Written task 1:
In the passage on SBF and effective altruism, how is "ethics washing" defined?
Written task 2:
Carry on writing the passage on SBF and effective altruism, beginning right after its final sentence.

Elsewhere in Going Infinite, Nishad is quoted as saying that, after the schism, the other executives at Alameda were telling investors that “he was faking being an EA,” but the reason Nishad reported that they were saying this was simply “because it was the meanest thing they could think to say.” 

(4) A true belief in EA principles could explain some actions that might otherwise seem like they weren’t in SBF’s best interests.

(4-i) EA is a poor choice to use for “ethics washing” to a mainstream audience (where you pretend to take ethical actions or have ethical beliefs in order to come across as a moral person). Since EA ideas are not widely adopted, and since some EA ideas are actively unappealing to most people, a purely selfish and rational attempt to ethics wash seems likely to involve mainstream non-EA cause areas (e.g., focussing just on poverty alleviation or the environment). On the other hand, if for some reason he only cared about doing ethics washing for a very particular audience (e.g., if many of the people whose opinion he cared about believed in EA ideas), then EA could still be a form of ethics washing.

(4-ii) SBF feeling deeply connected to the EA community could be the explanation for why SBF would have this conversation with EA-affiliated journalist Kelsey Piper. During that conversation, he said things like, “fuck regulators – they make everything worse.” Making such a statement to a journalist seems to have big downsides and no upside. Overall, the conversation made SBF look really bad. SBF said of the conversation

It was not meant to be a public interview, it was a longtime friend of mine who I stupidly forgot was also a reporter…I thought I was speaking in a personal capacity.

Extracted entries:
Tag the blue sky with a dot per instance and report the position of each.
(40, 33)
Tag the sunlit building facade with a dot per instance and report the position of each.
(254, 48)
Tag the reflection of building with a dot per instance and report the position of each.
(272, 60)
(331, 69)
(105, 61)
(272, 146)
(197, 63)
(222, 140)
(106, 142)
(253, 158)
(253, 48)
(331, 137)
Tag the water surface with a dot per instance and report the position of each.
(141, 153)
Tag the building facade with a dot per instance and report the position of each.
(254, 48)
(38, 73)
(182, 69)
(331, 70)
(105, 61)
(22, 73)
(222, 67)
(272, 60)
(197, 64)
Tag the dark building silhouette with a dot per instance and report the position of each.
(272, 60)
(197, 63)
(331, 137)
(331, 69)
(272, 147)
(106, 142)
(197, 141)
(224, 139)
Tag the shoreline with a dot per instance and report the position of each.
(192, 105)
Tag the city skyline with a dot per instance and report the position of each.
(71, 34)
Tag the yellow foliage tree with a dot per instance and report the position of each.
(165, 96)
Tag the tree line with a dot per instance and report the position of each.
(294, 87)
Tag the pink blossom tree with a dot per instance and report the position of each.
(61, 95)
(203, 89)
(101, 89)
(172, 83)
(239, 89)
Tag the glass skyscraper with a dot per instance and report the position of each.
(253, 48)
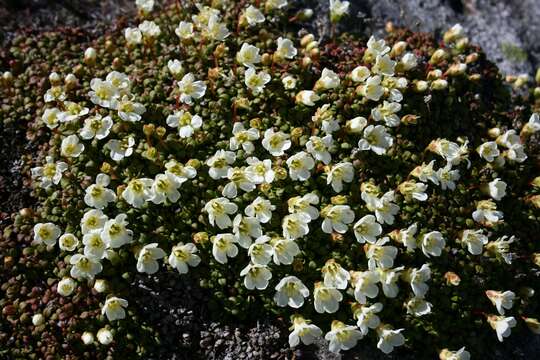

Reply 1:
Pretending to take ethical actions or have ethical beliefs in order to come across as a moral person.

Reply 2:
That would make sense as an explanation, except that, from the information I’ve gathered, it seems not to be true. Two people I asked about this told me that Sam and Kelsey never were friends, though they likely had met before. So perhaps what really happened is that SBF viewed Kelsey as part of his EA ingroup and hence trusted her not to divulge what he told her despite them not being friends. Of course, it’s also possible the conversation was just the result of him acting impulsively, or even that he knew the conversation would get leaked and he was playing some kind of inscrutable four-dimensional chess.

(5) During SBF’s trial, Tiffany Fong reported that:

Caroline said she felt these balance sheets were dishonest and knew they were wrong. She said that Sam was able to justify this behavior because he’s a utilitarian, and to him, the only thing or rule that mattered [was] maximizing utility or the greatest good for the greatest number. She said that things like lying and stealing didn’t factor into his calculation and said that, years ago, she never would have imagined sending false balance sheets to anyone, but basically that working at Alameda over the years made Caroline more and more open to lying and stealing.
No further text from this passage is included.